*** Data for the task

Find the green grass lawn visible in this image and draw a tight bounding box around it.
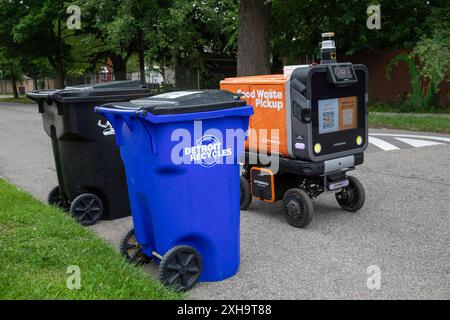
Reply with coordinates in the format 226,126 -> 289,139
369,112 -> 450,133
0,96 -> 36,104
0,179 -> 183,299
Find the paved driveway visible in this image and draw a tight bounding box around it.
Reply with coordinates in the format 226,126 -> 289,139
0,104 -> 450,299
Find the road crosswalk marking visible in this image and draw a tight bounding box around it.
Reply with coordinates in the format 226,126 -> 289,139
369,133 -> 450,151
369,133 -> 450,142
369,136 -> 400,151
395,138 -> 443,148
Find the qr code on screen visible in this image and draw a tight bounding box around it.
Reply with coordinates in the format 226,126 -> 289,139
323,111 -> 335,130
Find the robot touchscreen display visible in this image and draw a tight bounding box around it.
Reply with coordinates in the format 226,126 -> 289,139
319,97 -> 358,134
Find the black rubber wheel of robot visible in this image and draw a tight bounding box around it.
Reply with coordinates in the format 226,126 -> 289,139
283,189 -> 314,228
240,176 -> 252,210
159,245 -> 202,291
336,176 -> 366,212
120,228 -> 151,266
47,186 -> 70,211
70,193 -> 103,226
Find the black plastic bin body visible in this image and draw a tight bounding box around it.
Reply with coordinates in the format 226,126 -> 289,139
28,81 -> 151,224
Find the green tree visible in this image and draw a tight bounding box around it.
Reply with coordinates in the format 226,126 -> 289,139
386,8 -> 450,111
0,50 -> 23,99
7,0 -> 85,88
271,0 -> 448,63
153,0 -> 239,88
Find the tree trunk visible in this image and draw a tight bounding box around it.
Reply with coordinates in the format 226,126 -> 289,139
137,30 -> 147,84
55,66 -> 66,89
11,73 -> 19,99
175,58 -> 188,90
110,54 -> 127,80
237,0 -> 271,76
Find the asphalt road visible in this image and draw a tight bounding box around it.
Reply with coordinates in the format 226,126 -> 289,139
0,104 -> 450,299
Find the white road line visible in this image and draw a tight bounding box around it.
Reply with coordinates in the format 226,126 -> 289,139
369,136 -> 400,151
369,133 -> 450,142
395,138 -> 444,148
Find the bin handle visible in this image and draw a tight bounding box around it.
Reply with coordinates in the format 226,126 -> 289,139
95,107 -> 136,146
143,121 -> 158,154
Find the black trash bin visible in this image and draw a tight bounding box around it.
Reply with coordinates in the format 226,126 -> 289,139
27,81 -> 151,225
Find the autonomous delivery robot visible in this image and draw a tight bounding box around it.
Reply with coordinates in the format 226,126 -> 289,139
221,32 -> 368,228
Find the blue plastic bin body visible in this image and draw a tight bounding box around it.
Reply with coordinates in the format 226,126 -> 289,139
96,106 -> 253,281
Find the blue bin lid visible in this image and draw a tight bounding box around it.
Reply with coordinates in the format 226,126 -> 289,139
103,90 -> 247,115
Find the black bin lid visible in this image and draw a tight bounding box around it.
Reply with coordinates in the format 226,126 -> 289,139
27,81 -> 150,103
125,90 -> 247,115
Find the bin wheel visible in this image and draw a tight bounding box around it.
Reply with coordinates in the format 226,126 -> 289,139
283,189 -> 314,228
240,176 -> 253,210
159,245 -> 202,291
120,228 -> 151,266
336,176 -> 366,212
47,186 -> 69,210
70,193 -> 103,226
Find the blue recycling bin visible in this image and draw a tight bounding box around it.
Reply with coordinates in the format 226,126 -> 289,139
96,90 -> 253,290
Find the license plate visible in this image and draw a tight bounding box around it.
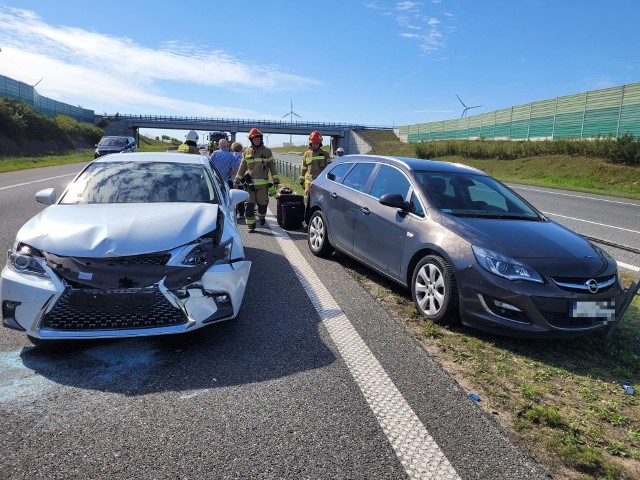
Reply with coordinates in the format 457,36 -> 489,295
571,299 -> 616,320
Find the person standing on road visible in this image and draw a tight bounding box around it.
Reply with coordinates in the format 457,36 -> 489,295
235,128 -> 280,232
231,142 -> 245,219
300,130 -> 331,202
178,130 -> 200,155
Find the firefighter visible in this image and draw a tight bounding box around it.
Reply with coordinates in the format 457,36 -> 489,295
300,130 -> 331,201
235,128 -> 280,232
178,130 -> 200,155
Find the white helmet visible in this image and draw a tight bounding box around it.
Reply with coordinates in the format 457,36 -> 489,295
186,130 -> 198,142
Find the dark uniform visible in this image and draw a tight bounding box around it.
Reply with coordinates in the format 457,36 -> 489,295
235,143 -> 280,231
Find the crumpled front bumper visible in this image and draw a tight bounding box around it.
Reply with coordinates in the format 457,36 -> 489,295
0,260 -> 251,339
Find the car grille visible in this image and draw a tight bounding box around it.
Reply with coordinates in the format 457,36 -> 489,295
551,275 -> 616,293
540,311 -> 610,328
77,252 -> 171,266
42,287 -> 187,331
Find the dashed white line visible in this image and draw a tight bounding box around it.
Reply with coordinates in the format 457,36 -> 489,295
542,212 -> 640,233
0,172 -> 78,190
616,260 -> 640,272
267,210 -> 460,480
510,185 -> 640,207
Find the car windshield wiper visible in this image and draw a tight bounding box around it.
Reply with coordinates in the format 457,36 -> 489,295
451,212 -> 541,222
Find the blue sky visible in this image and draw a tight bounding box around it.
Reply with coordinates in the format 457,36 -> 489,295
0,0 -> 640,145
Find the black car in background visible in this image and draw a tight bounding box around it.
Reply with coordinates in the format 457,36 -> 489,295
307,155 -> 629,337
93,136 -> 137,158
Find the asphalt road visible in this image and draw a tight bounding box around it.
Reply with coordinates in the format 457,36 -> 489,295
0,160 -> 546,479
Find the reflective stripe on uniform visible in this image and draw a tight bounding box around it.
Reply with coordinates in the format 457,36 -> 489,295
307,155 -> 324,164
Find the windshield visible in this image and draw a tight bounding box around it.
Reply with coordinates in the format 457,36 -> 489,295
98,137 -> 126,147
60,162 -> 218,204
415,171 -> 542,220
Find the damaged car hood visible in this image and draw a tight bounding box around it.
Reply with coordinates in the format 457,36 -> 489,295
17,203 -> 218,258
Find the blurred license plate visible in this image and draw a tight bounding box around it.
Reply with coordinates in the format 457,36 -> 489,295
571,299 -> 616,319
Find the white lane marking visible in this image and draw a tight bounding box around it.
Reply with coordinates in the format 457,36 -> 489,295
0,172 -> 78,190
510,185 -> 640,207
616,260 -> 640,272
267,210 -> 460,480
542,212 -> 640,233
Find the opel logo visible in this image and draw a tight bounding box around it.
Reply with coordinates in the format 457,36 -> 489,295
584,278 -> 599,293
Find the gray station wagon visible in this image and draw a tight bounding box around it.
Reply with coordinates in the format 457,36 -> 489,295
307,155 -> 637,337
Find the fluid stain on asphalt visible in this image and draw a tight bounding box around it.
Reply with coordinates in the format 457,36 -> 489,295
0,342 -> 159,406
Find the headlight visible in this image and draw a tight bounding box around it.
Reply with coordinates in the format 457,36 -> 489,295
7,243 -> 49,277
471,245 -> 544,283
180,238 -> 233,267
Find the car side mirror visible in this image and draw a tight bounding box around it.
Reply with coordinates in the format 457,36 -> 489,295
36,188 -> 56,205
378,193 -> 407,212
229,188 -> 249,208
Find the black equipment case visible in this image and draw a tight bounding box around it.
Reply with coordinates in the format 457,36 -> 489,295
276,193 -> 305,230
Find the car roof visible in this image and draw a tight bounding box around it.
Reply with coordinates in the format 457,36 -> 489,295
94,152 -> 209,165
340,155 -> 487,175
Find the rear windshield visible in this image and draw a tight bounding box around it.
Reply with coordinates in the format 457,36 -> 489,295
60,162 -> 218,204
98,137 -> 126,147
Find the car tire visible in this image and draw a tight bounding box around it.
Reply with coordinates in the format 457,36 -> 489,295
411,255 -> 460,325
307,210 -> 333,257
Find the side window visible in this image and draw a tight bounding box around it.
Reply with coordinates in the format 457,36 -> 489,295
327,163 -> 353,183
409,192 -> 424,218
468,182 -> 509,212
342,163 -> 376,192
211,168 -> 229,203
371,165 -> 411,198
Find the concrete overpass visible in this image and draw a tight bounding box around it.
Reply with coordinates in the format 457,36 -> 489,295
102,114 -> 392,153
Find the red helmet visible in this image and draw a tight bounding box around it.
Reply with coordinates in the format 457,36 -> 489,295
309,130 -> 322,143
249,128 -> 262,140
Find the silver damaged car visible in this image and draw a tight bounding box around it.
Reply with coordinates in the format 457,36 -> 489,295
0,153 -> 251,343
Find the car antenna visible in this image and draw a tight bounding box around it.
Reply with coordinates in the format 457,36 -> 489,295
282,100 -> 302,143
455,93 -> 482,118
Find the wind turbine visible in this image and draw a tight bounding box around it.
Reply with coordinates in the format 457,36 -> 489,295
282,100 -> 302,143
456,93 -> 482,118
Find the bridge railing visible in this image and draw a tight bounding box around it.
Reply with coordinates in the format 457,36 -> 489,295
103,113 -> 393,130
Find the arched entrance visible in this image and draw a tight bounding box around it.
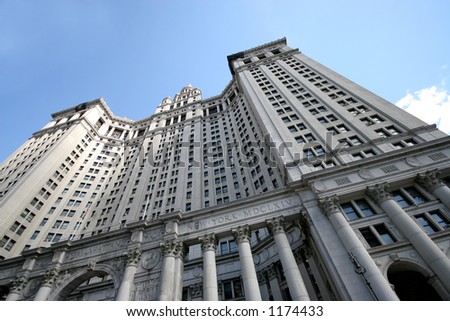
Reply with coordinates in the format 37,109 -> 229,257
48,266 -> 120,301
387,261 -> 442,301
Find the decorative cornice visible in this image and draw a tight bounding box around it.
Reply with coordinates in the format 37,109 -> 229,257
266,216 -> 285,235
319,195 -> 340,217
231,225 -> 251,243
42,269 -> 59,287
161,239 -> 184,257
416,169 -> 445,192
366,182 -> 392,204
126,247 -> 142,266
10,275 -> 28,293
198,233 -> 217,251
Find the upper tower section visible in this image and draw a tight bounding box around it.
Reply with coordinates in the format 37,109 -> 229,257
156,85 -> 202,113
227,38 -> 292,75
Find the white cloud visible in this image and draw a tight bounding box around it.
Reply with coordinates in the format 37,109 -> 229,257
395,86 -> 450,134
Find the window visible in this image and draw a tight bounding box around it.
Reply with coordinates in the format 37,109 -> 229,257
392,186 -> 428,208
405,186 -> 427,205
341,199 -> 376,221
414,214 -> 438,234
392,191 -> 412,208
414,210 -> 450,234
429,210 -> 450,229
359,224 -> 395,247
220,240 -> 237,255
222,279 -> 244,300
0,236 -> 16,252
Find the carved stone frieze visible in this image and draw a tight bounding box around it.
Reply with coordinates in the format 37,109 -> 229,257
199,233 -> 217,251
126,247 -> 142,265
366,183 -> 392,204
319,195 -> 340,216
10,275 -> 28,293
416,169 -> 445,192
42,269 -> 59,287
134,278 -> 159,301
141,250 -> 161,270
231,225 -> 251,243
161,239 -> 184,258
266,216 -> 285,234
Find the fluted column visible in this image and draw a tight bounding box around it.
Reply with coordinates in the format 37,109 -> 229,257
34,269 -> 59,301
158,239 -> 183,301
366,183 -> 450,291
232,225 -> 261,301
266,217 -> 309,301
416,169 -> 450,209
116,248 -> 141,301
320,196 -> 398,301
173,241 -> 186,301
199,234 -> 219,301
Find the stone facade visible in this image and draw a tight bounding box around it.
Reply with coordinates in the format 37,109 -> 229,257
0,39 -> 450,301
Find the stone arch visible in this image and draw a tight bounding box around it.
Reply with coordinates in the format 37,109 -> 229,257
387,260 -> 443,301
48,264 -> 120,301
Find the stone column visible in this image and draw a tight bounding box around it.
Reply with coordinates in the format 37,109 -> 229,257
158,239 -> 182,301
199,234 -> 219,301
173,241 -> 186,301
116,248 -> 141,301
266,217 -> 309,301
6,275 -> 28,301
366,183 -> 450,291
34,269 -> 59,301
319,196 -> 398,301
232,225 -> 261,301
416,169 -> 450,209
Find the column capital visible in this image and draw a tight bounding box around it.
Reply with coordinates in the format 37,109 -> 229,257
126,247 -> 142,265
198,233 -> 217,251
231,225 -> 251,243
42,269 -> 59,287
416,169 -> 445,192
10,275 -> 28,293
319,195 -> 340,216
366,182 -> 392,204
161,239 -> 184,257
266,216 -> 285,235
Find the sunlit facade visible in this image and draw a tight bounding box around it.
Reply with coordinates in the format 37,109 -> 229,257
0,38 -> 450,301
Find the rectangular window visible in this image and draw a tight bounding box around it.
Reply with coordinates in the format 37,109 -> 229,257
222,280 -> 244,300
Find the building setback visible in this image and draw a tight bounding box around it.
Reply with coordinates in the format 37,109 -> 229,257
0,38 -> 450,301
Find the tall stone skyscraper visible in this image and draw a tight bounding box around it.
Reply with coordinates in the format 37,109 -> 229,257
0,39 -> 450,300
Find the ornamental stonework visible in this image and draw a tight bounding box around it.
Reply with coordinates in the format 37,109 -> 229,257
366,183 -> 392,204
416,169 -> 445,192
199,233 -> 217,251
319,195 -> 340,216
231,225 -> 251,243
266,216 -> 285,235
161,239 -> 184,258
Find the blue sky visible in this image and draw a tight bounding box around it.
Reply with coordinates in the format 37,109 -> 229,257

******

Written problem:
Rewrite the entries from the start through the line that has "0,179 -> 183,299" with "lawn" changed to "yard" and nothing else altered. Leave the pictures out of your answer.

Exercise output:
Find the green grass yard visible in this image and draw a tight bounding box around it.
Reply with coordinates in the format 226,126 -> 289,139
369,112 -> 450,133
0,96 -> 36,104
0,179 -> 183,299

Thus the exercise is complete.